====== Supplied information ======
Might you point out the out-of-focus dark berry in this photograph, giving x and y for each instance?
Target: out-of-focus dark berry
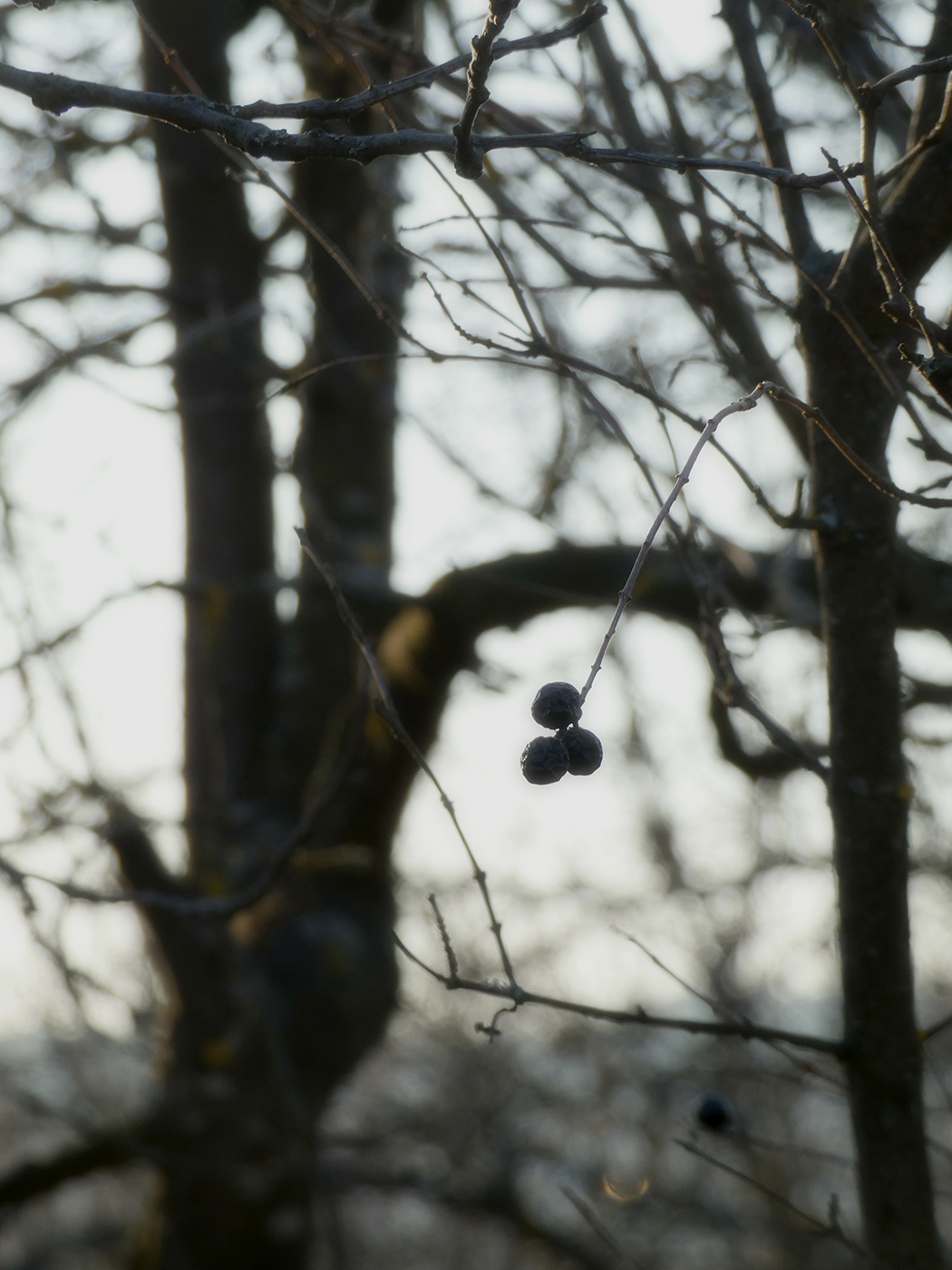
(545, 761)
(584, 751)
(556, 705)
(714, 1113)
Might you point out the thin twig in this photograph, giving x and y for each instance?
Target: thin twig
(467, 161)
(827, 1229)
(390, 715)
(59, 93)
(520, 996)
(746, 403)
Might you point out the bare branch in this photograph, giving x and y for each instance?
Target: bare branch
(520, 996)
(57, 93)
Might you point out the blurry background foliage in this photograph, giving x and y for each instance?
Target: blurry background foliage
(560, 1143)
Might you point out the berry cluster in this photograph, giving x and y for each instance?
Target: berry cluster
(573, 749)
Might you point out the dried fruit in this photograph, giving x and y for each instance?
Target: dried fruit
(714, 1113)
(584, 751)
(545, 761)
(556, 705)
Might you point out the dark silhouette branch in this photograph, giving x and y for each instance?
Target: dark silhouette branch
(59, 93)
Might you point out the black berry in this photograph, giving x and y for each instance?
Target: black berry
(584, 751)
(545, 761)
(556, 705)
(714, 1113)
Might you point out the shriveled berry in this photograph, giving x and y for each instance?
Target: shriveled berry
======
Task details>
All of the lines above should be printed exactly, minus the pictures.

Final result>
Might you point out the out-of-focus dark berry in this photograph, giving x and y for each instance?
Target: out-of-focus dark berry
(545, 761)
(584, 751)
(556, 705)
(714, 1113)
Might you point out the thin twig in this photograph, giving x and y for each instance?
Target: thin twig
(467, 161)
(827, 1229)
(390, 715)
(59, 93)
(520, 996)
(746, 403)
Might you point out the bare branch in this photograph, giving x and y for each instance?
Target: bare branch
(520, 996)
(57, 93)
Might you point out the blurry background foliage in this photograph, giving x and y for each instance?
Target: blurry background foliage
(560, 1143)
Might you point out the berry cluster in this photograph, giving x and y for each instance?
Target: berry cluster
(573, 749)
Might you point out the dried fruit in this photograph, giving x and y for each instance?
Target: dried fruit
(714, 1113)
(584, 751)
(545, 761)
(556, 705)
Might you point out the dark silhouette branch in this photograph, giving x and y for each instance?
Target: dark silhouette branch
(59, 93)
Might you point out the black berry in this photograph, giving x and y for each instance?
Target: black berry
(584, 751)
(545, 761)
(556, 705)
(714, 1113)
Might you point out the shriveled berry in this photograph, giving x and y for each instance?
Target: shriveled berry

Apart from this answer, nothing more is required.